━━━━━ Selected excerpt
Perhaps the aliens on that planet has trouble growing crops in certain areas, and part of the issue with that is very low (or niche, highly concentrated areas) of Alkaline. Too much can be bad for growing conditions, but generally speaking you do want a certain amount of acidity for growing things. Sometimes that is provided naturally through acidic plants like nightshade (e.g., tomatoes). However, in certain places it may be too: hard, inconvenient, or infeasible to make it work for various practical reasons (limited spacing, relative location to the sun, time of year, water constraints, concerns with attracting certain pests, etc.)

After a little searching, it does sound like it isn't completely impossible to work with red mud in the modern world at small scale, but it does take planning and effort over the course of several years. Given that that this is scaling issue that your characters are facing, I could see them being highly motivated in making it work. Ref: https://www.riotinto.com/en/news/stories/the-slow-journey-from-red-mud-to-green-plants

From the article:

[...] Lukash and Jinte [...] explained the lengthy process, which was filled with trial and error. Their focus was revegetating the site, but before that could happen, a separate civil engineering team had to remove and treat the water as well to transform the site so that rainwater could drain instead of collecting on top of the red mud. This was accomplished through largely mechanical means, moving and shaping the mud so that water could run off.
━━━━━━━━━━
━━━━━ Data extracts
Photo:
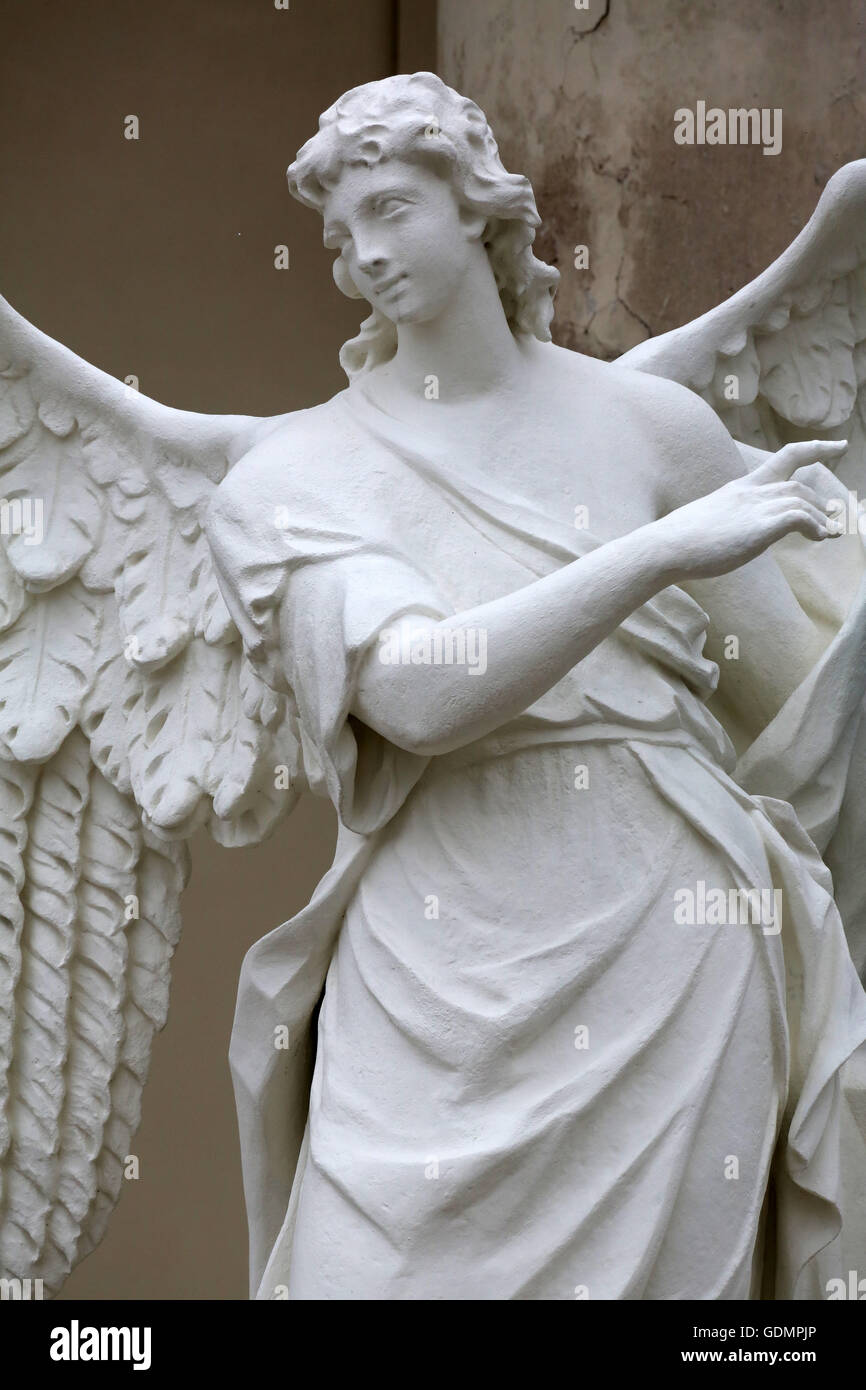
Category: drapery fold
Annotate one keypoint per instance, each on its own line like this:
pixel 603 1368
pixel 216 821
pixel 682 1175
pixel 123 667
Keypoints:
pixel 313 592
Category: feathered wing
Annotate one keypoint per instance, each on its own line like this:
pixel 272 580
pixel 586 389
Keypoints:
pixel 128 717
pixel 786 356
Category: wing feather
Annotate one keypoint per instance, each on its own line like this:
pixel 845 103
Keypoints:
pixel 128 716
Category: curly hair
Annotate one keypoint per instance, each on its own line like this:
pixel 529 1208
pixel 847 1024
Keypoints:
pixel 417 117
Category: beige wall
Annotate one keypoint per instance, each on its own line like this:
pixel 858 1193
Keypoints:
pixel 156 259
pixel 583 102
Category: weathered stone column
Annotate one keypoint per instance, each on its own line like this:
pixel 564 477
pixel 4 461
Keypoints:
pixel 583 100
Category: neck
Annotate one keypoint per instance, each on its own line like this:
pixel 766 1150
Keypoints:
pixel 469 348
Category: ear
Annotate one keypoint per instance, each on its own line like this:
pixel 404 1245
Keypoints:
pixel 473 223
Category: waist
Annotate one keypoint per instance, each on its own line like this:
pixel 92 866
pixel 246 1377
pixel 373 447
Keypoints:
pixel 512 740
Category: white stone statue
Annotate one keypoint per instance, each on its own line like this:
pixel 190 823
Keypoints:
pixel 580 659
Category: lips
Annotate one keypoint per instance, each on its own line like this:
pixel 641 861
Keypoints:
pixel 389 284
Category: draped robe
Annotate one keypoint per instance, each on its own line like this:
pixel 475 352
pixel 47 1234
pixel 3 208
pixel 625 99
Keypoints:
pixel 526 1077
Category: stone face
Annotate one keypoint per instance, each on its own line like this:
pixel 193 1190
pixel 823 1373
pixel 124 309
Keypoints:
pixel 583 102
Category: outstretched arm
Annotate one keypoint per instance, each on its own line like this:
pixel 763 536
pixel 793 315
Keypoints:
pixel 538 633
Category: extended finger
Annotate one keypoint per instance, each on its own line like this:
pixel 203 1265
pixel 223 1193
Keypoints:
pixel 798 456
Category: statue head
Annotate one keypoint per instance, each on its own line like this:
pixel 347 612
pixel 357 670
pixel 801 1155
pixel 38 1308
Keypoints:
pixel 428 168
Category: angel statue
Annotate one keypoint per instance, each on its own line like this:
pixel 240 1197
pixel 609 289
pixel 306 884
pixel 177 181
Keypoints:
pixel 576 1011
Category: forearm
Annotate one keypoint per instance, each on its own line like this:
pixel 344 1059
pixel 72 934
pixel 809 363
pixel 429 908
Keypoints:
pixel 533 635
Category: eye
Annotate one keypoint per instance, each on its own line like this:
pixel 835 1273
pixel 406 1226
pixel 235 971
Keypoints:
pixel 335 238
pixel 389 205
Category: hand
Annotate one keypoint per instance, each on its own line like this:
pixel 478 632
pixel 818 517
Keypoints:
pixel 729 527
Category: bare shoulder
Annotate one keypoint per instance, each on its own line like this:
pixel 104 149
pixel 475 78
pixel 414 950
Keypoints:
pixel 688 442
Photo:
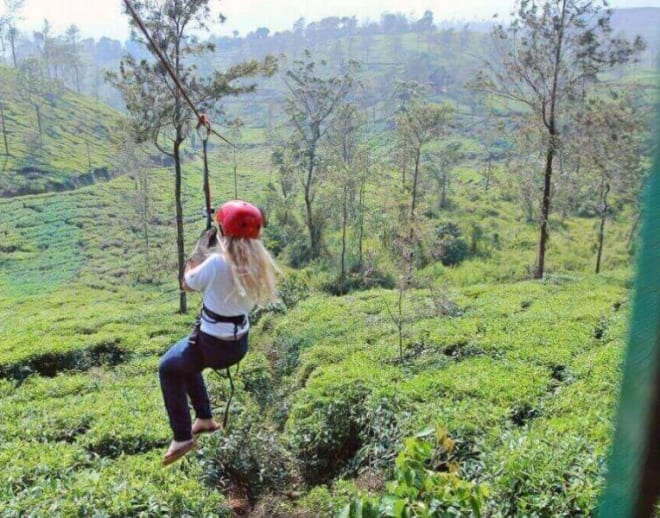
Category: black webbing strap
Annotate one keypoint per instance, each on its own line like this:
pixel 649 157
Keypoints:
pixel 238 321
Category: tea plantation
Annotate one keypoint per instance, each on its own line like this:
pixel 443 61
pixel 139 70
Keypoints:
pixel 501 404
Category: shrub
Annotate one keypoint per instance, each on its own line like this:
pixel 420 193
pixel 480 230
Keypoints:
pixel 449 247
pixel 426 484
pixel 250 457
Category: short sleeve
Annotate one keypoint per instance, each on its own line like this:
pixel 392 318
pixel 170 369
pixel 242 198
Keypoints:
pixel 200 277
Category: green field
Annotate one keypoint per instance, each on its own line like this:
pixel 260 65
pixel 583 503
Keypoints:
pixel 70 141
pixel 493 395
pixel 521 374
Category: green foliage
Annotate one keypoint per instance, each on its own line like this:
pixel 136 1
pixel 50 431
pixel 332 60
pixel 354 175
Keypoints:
pixel 450 248
pixel 77 144
pixel 426 484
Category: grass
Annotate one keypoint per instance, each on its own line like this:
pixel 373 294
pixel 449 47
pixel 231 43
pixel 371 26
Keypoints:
pixel 522 374
pixel 77 143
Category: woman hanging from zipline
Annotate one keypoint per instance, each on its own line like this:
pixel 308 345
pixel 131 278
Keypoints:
pixel 235 272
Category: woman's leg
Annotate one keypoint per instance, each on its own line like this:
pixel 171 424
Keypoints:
pixel 176 367
pixel 199 397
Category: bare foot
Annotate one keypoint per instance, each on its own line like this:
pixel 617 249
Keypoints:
pixel 177 450
pixel 204 426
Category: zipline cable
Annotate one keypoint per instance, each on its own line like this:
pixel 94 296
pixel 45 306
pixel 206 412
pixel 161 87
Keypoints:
pixel 168 67
pixel 202 122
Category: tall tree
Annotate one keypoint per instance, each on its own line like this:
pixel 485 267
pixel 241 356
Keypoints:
pixel 552 52
pixel 418 123
pixel 315 96
pixel 4 127
pixel 72 53
pixel 12 8
pixel 159 109
pixel 612 145
pixel 441 166
pixel 348 161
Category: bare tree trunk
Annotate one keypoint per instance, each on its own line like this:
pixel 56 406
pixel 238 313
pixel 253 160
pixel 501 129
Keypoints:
pixel 311 224
pixel 145 221
pixel 605 189
pixel 4 128
pixel 443 195
pixel 12 42
pixel 633 230
pixel 550 123
pixel 361 232
pixel 344 223
pixel 37 109
pixel 77 78
pixel 489 169
pixel 183 305
pixel 413 206
pixel 89 156
pixel 545 211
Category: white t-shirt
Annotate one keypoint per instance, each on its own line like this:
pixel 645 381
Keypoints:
pixel 221 295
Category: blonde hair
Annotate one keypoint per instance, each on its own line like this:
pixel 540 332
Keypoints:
pixel 254 270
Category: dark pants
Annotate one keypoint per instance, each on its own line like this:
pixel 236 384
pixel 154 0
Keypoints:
pixel 180 373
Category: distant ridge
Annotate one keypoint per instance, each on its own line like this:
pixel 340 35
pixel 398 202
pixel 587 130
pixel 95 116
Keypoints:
pixel 56 139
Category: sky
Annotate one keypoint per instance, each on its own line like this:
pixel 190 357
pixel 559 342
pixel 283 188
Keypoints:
pixel 96 18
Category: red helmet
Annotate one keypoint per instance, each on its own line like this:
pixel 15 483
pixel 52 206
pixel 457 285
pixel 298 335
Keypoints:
pixel 239 219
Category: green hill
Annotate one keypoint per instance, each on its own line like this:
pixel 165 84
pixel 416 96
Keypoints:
pixel 323 406
pixel 55 139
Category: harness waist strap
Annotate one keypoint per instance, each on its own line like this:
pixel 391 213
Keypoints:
pixel 213 317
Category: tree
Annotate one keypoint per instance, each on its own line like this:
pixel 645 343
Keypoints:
pixel 418 123
pixel 441 166
pixel 551 53
pixel 12 8
pixel 4 127
pixel 30 85
pixel 612 145
pixel 348 161
pixel 72 53
pixel 315 96
pixel 159 110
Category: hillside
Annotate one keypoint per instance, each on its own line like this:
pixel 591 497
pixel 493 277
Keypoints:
pixel 463 389
pixel 323 404
pixel 53 139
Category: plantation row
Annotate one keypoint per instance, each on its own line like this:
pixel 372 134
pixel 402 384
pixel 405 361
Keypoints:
pixel 323 397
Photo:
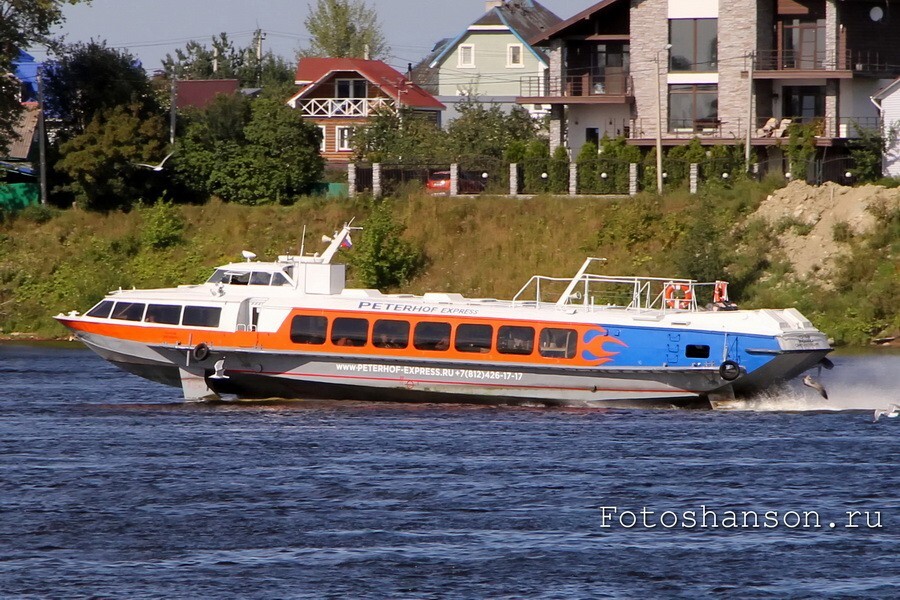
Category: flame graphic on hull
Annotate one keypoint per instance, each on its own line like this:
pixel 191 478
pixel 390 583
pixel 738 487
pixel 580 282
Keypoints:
pixel 594 351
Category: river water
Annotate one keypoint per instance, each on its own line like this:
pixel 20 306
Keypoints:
pixel 111 487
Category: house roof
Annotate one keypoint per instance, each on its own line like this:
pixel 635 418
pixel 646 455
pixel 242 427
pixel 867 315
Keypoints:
pixel 523 18
pixel 546 36
pixel 20 147
pixel 887 90
pixel 312 72
pixel 198 93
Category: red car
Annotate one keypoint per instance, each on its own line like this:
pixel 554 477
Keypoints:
pixel 439 183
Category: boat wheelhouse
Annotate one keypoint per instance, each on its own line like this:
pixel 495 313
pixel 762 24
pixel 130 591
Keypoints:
pixel 291 329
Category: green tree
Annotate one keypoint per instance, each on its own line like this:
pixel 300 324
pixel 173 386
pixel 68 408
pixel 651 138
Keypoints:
pixel 100 162
pixel 23 23
pixel 536 163
pixel 867 151
pixel 559 171
pixel 588 177
pixel 383 259
pixel 223 61
pixel 252 152
pixel 487 130
pixel 345 29
pixel 91 78
pixel 391 136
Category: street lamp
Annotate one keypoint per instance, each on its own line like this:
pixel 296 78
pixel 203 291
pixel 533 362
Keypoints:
pixel 665 49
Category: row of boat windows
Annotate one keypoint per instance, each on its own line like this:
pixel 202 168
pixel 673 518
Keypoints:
pixel 434 336
pixel 248 278
pixel 167 314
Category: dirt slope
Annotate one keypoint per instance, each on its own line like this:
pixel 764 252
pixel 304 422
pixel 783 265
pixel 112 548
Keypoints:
pixel 808 215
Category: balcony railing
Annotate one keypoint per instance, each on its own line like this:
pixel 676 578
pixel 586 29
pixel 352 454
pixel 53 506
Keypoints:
pixel 796 60
pixel 576 86
pixel 344 107
pixel 771 127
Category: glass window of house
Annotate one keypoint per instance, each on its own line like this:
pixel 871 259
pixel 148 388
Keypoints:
pixel 308 329
pixel 473 338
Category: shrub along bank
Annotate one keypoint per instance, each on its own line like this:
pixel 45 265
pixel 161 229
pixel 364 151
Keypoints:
pixel 52 261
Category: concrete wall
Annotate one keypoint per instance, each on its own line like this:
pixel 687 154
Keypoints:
pixel 891 113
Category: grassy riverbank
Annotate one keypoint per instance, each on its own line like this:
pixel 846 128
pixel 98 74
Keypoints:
pixel 59 261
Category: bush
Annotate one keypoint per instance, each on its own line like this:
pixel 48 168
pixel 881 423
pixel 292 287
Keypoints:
pixel 162 227
pixel 383 259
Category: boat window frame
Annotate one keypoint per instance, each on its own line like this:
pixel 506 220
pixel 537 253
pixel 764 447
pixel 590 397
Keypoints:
pixel 510 342
pixel 349 331
pixel 126 313
pixel 312 335
pixel 96 307
pixel 437 340
pixel 472 341
pixel 216 310
pixel 157 320
pixel 394 339
pixel 549 345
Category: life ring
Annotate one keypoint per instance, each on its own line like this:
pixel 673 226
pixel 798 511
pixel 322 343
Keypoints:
pixel 200 352
pixel 720 293
pixel 729 370
pixel 686 299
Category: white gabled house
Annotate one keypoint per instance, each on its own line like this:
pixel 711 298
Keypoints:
pixel 487 60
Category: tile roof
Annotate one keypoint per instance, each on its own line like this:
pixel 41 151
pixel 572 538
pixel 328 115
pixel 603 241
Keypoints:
pixel 313 71
pixel 25 129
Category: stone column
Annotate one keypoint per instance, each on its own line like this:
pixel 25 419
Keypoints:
pixel 351 180
pixel 376 180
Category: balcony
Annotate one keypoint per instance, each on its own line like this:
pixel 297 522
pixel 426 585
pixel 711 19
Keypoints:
pixel 766 131
pixel 611 88
pixel 329 108
pixel 795 64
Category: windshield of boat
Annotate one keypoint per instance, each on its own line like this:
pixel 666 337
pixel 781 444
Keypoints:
pixel 235 277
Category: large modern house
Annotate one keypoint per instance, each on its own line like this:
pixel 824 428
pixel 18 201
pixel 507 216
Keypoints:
pixel 487 59
pixel 719 70
pixel 339 94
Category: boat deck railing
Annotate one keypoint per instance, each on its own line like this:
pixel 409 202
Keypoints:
pixel 595 292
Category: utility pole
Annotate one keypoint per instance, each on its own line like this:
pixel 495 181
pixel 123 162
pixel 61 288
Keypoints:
pixel 750 119
pixel 42 133
pixel 260 36
pixel 172 99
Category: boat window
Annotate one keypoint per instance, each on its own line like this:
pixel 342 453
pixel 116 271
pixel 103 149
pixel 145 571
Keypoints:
pixel 474 338
pixel 201 316
pixel 308 330
pixel 387 333
pixel 696 351
pixel 349 332
pixel 128 311
pixel 163 313
pixel 257 278
pixel 217 277
pixel 558 343
pixel 236 278
pixel 102 310
pixel 515 340
pixel 432 336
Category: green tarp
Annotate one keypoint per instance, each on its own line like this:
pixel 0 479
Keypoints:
pixel 16 196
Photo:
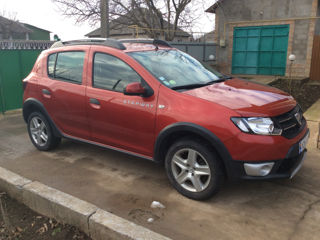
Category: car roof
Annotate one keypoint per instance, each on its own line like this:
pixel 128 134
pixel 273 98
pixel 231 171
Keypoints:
pixel 127 45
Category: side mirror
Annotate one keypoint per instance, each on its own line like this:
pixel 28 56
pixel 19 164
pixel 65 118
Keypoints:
pixel 136 89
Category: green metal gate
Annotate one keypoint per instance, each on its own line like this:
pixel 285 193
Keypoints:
pixel 260 50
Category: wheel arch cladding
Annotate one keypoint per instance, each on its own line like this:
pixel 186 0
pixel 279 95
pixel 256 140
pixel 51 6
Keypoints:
pixel 179 130
pixel 32 105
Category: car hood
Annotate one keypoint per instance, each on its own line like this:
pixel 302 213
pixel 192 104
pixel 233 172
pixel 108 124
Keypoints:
pixel 246 98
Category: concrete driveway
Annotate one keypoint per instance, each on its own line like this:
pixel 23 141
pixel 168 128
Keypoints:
pixel 126 186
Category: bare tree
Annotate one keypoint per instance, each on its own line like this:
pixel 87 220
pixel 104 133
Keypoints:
pixel 156 17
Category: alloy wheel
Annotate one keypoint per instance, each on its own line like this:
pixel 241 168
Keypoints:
pixel 191 170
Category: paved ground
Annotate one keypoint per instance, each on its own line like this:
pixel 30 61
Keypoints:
pixel 125 185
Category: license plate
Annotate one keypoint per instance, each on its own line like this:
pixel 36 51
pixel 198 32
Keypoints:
pixel 303 143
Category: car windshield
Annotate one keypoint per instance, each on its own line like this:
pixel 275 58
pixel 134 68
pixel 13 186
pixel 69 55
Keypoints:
pixel 176 69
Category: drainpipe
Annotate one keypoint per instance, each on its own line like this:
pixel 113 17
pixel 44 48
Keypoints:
pixel 1 96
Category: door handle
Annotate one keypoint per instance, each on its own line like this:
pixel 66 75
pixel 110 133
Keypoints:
pixel 94 101
pixel 46 92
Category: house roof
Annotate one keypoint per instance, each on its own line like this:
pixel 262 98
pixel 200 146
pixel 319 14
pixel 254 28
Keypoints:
pixel 120 25
pixel 7 25
pixel 214 7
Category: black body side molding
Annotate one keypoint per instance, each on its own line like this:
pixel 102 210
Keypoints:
pixel 32 104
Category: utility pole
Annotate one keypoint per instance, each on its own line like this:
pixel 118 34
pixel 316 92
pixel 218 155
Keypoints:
pixel 104 8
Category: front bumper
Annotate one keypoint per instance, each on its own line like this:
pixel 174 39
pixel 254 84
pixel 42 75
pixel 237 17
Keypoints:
pixel 282 168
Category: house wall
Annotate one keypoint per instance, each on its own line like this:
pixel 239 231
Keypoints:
pixel 241 13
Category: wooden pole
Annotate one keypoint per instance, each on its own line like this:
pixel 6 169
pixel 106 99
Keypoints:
pixel 104 7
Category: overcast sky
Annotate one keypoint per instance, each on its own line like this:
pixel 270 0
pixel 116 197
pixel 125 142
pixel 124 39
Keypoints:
pixel 44 14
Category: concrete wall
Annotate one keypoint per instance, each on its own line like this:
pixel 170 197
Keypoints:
pixel 238 13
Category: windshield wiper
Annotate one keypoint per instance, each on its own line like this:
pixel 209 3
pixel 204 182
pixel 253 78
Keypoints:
pixel 195 85
pixel 189 86
pixel 224 77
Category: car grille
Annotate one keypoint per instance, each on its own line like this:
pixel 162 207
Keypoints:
pixel 289 123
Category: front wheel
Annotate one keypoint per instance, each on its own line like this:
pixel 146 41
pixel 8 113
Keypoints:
pixel 194 169
pixel 40 132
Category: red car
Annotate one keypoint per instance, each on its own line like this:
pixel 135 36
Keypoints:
pixel 146 98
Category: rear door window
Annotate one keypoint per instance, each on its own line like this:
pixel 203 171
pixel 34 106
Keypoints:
pixel 111 73
pixel 66 66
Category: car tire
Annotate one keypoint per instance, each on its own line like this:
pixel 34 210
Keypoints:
pixel 40 132
pixel 194 169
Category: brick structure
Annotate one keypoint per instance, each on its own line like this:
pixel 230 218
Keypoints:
pixel 300 15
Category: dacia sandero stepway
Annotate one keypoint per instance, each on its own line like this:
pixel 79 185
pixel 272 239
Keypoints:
pixel 146 98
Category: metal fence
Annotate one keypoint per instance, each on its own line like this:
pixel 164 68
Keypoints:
pixel 16 61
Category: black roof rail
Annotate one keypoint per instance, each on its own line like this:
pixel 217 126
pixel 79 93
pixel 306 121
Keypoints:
pixel 146 40
pixel 109 42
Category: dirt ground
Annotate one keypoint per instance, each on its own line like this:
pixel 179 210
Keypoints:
pixel 303 91
pixel 17 222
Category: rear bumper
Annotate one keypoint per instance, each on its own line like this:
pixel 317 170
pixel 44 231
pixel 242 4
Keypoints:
pixel 282 168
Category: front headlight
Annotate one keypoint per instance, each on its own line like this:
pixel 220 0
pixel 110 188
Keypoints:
pixel 257 125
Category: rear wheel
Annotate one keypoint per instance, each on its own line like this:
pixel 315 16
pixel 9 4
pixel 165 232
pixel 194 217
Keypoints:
pixel 40 132
pixel 193 169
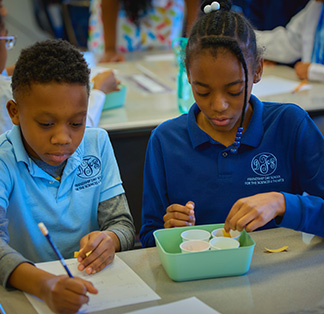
━━━━━━━━━━
Problem statement: Continue the passage about growing plants on red mud, starting after its last sentence.

Answer space:
Once this was completed, Lukash, Jinte and their team proceeded to the chemical conditioning phase. They decided to add gypsum, a mineral with many uses, among which is as a fertiliser that improves soil structure and the amount of water it can absorb. However, the main usage was to lower soil pH. They also added chicken manure as an additional fertiliser. These two products helped to transform the high-sodium, high pH medium into something more amenable to growing vegetation.

However, it wasn’t simply a matter of adding some fertiliser and suddenly vegetation returned. It was a slow process, beginning with the planting of certain shrubs, grasses and other plants that were more tolerant of this still-challenging medium. Organic matter was very low in the red mud, and it took years of planting hardy vegetation to build up the soil. Throughout, Lukash and Jinte continued to experiment with introducing different plants to the site. They took special care to use only vegetation that were native to Jamaica.

If we're to assume that the plants on the alien planet are anything like the ones on earth, a few different searches seemed to suggest that the following plants will put up with higher Alkaline in the soil, but do not necessarily love it. Ref: https://eutrema.co.uk/growing-crops-in-alkaline-conditions

Barley is highly tolerant of alkaline soil

Sugar beet excels in alkaline and saline soils

Cotton thrives in sodic, calcareous, high-pH soils

alfalfa performs surprisingly well in alkaline soils

Buffalo grass and Bermuda grass tolerate alkaline

Grass may be useful for animal husbandry, if your aliens don't care about lawn care! :)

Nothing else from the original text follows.